### Exercise brief
Retype the records that come next, word for word.
----- Records
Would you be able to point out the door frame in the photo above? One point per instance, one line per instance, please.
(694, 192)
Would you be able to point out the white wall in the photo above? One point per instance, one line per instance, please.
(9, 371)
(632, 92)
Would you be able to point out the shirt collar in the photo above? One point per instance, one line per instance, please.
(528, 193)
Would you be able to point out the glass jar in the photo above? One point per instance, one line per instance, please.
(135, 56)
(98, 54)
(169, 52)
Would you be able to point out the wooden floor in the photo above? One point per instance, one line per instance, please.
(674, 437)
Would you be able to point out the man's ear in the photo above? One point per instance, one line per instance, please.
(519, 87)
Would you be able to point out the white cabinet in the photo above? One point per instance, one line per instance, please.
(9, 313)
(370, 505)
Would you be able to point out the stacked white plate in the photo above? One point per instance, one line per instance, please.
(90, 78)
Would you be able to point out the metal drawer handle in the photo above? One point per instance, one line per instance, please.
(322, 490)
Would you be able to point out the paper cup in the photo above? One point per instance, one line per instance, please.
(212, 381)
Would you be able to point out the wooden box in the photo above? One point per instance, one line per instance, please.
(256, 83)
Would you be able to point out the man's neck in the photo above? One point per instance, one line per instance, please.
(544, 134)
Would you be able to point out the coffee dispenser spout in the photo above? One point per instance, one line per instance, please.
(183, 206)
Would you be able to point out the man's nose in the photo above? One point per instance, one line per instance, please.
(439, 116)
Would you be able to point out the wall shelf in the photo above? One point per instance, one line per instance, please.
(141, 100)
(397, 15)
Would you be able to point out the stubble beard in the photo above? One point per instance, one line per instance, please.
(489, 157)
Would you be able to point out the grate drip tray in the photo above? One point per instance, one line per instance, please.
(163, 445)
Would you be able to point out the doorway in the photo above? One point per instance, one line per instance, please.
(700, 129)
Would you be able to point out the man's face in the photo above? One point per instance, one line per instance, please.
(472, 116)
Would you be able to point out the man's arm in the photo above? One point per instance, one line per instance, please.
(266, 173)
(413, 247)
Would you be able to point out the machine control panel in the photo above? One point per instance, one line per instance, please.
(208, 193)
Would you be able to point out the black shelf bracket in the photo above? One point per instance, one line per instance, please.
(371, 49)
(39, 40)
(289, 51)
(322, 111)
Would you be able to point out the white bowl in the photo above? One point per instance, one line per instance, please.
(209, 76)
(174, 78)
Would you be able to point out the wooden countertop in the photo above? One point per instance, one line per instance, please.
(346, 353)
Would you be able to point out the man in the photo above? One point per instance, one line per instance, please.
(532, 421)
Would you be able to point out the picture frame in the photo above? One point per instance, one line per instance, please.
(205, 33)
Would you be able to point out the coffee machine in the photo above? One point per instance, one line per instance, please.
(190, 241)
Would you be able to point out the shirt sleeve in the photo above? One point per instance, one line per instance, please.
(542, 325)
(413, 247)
----------
### Result for this task
Would you be able to point out the door frame in the photo above? One point per instance, one line per instance, please.
(694, 192)
Would you be able to point out the white wall in the photo above? One point per instance, one line per instance, please.
(9, 371)
(632, 92)
Would you be able to point out the shirt collar in the photo above? One point per instance, one line per instance, please.
(528, 193)
Would you be able to point out the glass jar in the photo above? One point per instance, one line per instance, please.
(135, 56)
(98, 54)
(169, 52)
Would you be able to point out the wooden floor in the photo above? One point per instance, one line per instance, please.
(674, 437)
Would you be able to point out the man's ear in the photo above? One point per instance, one line per instance, please.
(519, 87)
Would you be able to point out the white cabinet in the photo above? One point per instance, one line per instance, please.
(9, 313)
(370, 505)
Would you be able to point out the stacked white plate in the photo above? One point per instance, one line per instance, please.
(90, 78)
Would you be able to point out the metal drawer handle in the photo above? One point per instance, one line per instance, please.
(322, 490)
Would you be able to point out the paper cup in the photo above? One point per instance, one line per instance, please.
(212, 381)
Would you be able to point out the wooden box in the photo above? One point per instance, one line per instance, please.
(256, 83)
Would you be able to point out the man's neck in the photo above? One point per instance, one line per instance, please.
(544, 134)
Would you be able to point out the coffee dispenser spout in the photo above? One point per instance, one line per instance, please.
(183, 206)
Would you be able to point out the man's nose in the photo above? One point per instance, one line per instance, please.
(439, 116)
Would you be able to point out the wall shelf in the photo above? One point per instance, one line per instance, please.
(141, 100)
(397, 15)
Would you be able to point out the stubble beard in the photo above? One point per instance, one line per instance, please.
(489, 157)
Would you be able to point out the grate drip tray in the photo above? One point per instance, one line per instance, please.
(163, 445)
Would you be able to point out the doorway in the photo above? One point per instance, one line per instance, please.
(700, 129)
Would you be able to point out the man's face in the photo above? One point per instance, one line per instance, please.
(472, 116)
Would you be able to point out the man's arm in the photo above? One point per instance, one line per instance, please.
(266, 173)
(413, 247)
Would you be able to point out the machine control panel in the photo above? One point per instance, one line per instance, please.
(208, 193)
Would you be able to point out the black shelf bracket in the photo above? One point per instance, one line per instance, please.
(371, 49)
(39, 40)
(289, 51)
(322, 111)
Would you be able to point out the white bowl in the photo above? One point per instance, one line per instance, please.
(209, 76)
(174, 78)
Would you be able to point out the wooden countertop in the photo above? One point per instance, one line per instance, please.
(346, 353)
Would you be able to point out the man in the photo above? One point per instance, one line per instance, please.
(532, 421)
Would you be able to point out the picture frame in the photo above? One point per instance, one line per instance, please.
(205, 33)
Would you be able to point out the coffee machine in the photo above? One point per instance, one line per instance, please.
(190, 241)
Would you be able to point out the shirt sleeve in the photo above? One point per instance, one line per instance, please.
(542, 325)
(413, 247)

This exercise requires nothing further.